Format the records from the line containing "Keypoint placement: for each instance of the bush, imagine" through the line containing "[(302, 120), (293, 115), (210, 93), (229, 121)]" as a two-column CSV headed instruction,points. Give one row per labeling text with its point list, putting each value in a single quoted field and replacing any line breaks with spaces.

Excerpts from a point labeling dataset
************

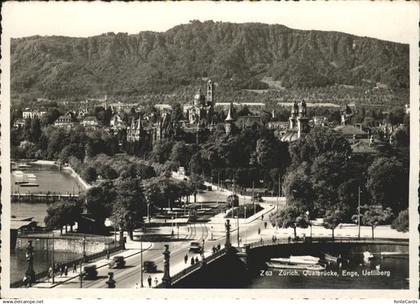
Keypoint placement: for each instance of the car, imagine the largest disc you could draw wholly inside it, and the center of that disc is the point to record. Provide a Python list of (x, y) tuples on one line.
[(90, 272), (117, 262), (149, 266), (195, 247)]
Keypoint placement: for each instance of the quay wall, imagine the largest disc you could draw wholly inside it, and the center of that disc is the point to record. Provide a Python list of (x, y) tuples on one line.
[(236, 270), (67, 244), (226, 272)]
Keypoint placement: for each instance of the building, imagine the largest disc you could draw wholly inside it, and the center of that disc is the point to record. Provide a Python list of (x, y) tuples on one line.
[(90, 122), (298, 123), (65, 121), (135, 130), (229, 121), (116, 123), (30, 113), (201, 110)]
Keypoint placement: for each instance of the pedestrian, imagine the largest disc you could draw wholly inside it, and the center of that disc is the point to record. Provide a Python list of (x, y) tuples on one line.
[(49, 275)]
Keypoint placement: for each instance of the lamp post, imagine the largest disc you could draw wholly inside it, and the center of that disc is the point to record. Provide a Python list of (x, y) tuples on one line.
[(310, 224), (81, 274), (141, 261), (53, 262), (30, 273), (358, 213)]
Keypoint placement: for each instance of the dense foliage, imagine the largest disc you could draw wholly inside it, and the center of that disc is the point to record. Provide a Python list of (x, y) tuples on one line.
[(240, 56)]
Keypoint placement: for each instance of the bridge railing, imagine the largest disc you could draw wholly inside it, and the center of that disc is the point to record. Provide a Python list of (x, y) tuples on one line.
[(186, 271), (88, 259), (338, 240)]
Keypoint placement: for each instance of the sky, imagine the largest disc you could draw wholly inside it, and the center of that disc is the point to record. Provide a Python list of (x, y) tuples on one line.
[(393, 21)]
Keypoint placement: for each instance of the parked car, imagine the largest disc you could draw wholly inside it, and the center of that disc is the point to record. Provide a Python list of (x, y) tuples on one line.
[(90, 272), (117, 262), (149, 266), (195, 247)]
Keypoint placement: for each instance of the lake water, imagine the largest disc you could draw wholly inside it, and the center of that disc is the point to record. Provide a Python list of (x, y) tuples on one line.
[(42, 261), (50, 179)]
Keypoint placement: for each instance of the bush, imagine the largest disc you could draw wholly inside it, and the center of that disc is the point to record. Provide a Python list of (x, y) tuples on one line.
[(401, 222), (243, 210)]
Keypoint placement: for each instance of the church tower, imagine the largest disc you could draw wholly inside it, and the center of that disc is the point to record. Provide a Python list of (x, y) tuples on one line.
[(302, 120), (293, 115), (210, 93), (229, 121)]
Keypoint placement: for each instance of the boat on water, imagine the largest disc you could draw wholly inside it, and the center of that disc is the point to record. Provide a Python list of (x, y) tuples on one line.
[(296, 262), (391, 254), (330, 258), (25, 180), (315, 267), (286, 266), (368, 256), (23, 166), (304, 259)]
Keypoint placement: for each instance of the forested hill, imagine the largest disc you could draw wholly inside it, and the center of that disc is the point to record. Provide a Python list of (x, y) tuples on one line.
[(236, 55)]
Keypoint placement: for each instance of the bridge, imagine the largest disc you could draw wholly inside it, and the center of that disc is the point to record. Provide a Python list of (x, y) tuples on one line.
[(248, 250), (41, 196)]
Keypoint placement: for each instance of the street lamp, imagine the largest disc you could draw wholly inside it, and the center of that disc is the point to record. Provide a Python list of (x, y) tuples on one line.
[(141, 260), (309, 220), (30, 273)]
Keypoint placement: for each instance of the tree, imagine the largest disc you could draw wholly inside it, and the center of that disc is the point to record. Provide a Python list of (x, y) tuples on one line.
[(375, 215), (387, 183), (89, 174), (333, 218), (99, 201), (401, 222), (290, 217), (63, 214), (129, 206), (317, 142)]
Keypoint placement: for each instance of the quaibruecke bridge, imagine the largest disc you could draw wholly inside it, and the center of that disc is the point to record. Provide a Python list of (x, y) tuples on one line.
[(230, 263)]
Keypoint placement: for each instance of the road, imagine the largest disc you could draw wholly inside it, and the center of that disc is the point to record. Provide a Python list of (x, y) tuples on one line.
[(128, 276)]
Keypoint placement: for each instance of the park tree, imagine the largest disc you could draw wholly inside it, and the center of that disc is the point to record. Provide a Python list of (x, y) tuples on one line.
[(63, 214), (298, 188), (401, 223), (333, 217), (376, 215), (317, 142), (129, 206), (387, 182), (100, 200), (89, 174), (290, 217)]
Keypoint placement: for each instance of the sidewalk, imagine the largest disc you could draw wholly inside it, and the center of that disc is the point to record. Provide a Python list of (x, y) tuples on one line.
[(133, 248)]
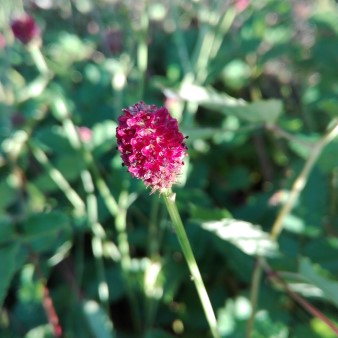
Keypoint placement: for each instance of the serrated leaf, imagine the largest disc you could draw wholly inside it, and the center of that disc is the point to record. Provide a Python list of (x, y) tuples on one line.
[(244, 235), (329, 287), (98, 321)]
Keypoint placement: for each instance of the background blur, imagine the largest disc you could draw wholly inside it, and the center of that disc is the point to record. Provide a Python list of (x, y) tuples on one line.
[(253, 84)]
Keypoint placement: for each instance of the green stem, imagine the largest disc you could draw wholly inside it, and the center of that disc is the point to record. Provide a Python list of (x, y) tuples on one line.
[(169, 199), (38, 59), (142, 49)]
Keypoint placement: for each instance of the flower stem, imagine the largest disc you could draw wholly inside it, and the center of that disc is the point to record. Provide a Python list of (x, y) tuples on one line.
[(169, 199)]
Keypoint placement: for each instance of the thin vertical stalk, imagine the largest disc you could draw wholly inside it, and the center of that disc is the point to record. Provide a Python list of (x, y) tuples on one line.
[(142, 49), (169, 200)]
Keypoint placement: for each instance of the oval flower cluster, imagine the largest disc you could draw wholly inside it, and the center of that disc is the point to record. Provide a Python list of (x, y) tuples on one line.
[(151, 146), (25, 29)]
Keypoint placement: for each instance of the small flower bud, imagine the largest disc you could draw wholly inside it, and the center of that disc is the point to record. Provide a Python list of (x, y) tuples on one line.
[(25, 29)]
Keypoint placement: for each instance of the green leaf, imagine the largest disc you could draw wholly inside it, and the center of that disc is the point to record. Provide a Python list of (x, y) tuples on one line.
[(45, 231), (247, 237), (314, 275), (11, 260), (98, 321), (267, 111), (42, 331), (7, 231), (207, 214)]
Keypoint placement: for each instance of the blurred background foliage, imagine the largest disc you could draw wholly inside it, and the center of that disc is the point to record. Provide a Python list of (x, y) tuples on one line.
[(254, 86)]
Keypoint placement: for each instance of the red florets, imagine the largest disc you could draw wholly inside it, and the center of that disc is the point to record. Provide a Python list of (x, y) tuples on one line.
[(151, 146), (24, 28)]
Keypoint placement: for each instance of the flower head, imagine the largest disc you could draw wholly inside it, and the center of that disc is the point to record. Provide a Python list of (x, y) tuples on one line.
[(25, 29), (151, 146)]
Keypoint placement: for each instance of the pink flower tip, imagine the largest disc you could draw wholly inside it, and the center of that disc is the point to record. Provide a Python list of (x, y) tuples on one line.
[(151, 146), (25, 28)]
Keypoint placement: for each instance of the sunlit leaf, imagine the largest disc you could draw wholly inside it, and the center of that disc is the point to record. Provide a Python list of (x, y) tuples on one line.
[(249, 238)]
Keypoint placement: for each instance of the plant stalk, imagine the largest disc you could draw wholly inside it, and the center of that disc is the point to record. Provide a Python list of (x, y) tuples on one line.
[(169, 199)]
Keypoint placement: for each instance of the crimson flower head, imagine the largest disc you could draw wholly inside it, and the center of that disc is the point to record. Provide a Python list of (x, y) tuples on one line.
[(25, 29), (151, 146)]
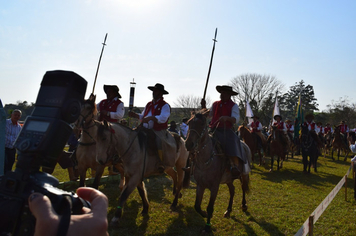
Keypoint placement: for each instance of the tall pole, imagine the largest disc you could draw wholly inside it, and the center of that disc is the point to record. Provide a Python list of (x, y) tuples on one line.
[(2, 138), (97, 70), (211, 62)]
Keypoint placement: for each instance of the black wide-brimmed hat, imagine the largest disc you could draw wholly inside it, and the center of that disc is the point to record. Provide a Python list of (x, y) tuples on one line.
[(159, 87), (113, 87), (274, 117), (221, 88), (310, 115)]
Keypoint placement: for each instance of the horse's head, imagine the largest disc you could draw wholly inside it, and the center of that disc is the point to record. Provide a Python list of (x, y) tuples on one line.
[(88, 112), (105, 143), (197, 130)]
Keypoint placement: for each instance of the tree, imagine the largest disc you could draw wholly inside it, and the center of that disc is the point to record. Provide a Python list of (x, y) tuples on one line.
[(289, 101), (342, 110), (255, 88)]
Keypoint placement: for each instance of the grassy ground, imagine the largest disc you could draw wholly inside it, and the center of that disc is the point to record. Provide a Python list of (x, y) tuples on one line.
[(278, 204)]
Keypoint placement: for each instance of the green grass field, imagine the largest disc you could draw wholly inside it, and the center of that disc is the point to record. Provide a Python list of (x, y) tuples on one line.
[(278, 204)]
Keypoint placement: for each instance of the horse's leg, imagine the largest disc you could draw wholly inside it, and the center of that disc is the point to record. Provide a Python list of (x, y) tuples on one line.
[(98, 173), (120, 168), (210, 207), (271, 163), (198, 200), (130, 185), (231, 200), (143, 194), (171, 172), (305, 162)]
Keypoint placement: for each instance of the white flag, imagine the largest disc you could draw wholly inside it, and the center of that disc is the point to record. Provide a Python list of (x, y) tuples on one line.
[(276, 110), (249, 113)]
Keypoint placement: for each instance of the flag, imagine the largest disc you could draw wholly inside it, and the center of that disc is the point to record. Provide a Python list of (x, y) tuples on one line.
[(249, 113), (276, 109), (299, 118)]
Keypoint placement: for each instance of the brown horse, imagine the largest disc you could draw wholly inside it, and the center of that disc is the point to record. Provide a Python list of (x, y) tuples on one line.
[(252, 142), (86, 150), (139, 162), (339, 144), (277, 147), (212, 169)]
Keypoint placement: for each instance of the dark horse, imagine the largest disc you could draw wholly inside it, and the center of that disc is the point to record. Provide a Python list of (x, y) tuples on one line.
[(339, 144), (309, 148), (212, 169), (277, 147)]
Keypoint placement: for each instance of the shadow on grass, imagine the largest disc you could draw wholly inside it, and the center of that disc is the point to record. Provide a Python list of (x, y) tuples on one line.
[(315, 179)]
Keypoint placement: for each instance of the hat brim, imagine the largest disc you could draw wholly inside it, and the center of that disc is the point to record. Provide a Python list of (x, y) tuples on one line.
[(106, 87), (153, 88), (221, 89)]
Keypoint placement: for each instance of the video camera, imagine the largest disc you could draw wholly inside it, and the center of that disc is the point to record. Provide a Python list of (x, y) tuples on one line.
[(39, 144)]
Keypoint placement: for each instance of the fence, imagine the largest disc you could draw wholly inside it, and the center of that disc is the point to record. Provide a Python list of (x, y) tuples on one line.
[(308, 225)]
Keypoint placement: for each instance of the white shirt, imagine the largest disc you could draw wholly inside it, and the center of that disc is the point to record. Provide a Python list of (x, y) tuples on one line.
[(118, 114), (234, 113), (184, 129), (161, 118)]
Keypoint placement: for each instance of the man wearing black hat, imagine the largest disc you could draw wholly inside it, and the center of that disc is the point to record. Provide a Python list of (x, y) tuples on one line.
[(225, 113), (112, 108), (155, 116)]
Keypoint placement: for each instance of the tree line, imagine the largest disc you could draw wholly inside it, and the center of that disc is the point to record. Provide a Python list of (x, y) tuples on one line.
[(261, 92)]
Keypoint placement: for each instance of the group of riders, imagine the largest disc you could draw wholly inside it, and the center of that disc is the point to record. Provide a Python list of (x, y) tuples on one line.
[(224, 114), (317, 131)]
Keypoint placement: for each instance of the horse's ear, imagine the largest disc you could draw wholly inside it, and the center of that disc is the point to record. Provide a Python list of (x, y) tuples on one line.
[(92, 97)]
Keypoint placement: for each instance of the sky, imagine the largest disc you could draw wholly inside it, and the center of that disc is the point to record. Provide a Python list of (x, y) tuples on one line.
[(170, 42)]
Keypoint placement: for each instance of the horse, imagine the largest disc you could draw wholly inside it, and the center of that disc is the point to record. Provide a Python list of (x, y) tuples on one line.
[(210, 169), (339, 144), (277, 147), (139, 162), (251, 140), (309, 148), (328, 137), (86, 150)]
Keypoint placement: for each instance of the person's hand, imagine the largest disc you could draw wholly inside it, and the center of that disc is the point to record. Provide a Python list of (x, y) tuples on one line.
[(92, 222), (133, 114)]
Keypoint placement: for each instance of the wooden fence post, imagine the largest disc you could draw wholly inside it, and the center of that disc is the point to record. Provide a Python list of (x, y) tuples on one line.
[(345, 187), (311, 224)]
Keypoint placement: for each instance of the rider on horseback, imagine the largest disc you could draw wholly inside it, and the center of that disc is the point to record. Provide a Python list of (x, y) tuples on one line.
[(312, 128), (112, 110), (225, 113), (155, 117)]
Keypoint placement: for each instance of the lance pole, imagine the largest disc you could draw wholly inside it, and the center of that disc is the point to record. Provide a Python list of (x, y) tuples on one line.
[(211, 62), (97, 70)]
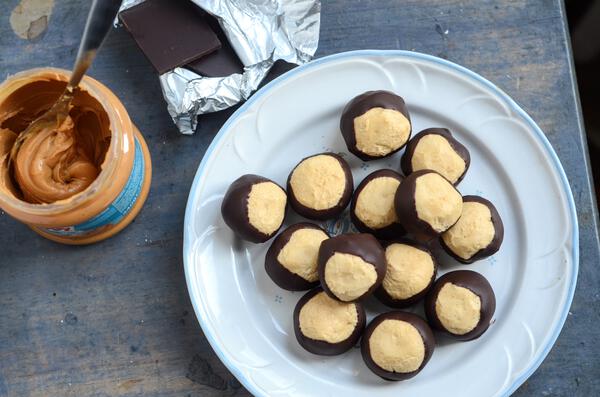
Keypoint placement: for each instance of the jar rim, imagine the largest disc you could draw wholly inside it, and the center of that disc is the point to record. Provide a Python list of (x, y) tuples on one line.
[(118, 120)]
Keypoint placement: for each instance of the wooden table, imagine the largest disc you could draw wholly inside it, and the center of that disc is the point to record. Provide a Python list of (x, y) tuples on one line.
[(114, 319)]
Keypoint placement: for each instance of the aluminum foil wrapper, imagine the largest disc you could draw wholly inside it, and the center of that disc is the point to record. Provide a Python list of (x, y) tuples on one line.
[(261, 32)]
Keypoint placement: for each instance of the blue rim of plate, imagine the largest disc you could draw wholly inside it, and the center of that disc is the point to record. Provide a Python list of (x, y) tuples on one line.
[(249, 385)]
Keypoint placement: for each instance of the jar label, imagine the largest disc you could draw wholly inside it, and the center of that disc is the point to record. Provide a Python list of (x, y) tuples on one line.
[(118, 209)]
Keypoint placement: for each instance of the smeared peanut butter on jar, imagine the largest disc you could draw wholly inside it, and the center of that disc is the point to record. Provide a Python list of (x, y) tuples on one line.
[(80, 178), (63, 157)]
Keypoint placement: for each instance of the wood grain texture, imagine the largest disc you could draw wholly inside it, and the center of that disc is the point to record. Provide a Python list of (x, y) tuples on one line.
[(114, 319)]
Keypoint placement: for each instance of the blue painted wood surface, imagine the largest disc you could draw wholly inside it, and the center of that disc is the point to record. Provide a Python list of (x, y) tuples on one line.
[(114, 319)]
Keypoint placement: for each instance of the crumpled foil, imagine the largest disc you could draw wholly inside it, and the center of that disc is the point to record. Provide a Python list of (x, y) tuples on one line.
[(261, 32)]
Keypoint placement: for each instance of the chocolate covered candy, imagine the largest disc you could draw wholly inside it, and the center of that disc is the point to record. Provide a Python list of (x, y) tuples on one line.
[(375, 124), (326, 326), (351, 266), (436, 149), (461, 304), (291, 261), (372, 209), (411, 270), (397, 345), (477, 234), (320, 186), (427, 203), (254, 208)]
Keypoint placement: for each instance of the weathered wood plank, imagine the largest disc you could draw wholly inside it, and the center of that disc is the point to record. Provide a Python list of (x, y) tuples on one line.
[(114, 319)]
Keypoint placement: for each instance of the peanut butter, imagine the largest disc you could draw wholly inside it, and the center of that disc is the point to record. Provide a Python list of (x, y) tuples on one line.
[(81, 178), (65, 155)]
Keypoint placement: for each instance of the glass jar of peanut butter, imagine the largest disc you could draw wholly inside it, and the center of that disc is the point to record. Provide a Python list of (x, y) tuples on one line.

************

- Written response:
instruction,points
"Keypoint placement: for each instance of the bush, imagine the largest disc you could draw wholly inside it, and the center of that disc is the point to record. Provide a Python list of (x, y) tuples on one line.","[(401, 222), (243, 210)]"
"Keypoint placement: for each instance of the church tower, imagine the largest disc you could draw wholly inside it, and the center of that disc is the point to record. Provide a Python list of (x, y) tuples on one line.","[(302, 120), (293, 115), (210, 93), (229, 121)]"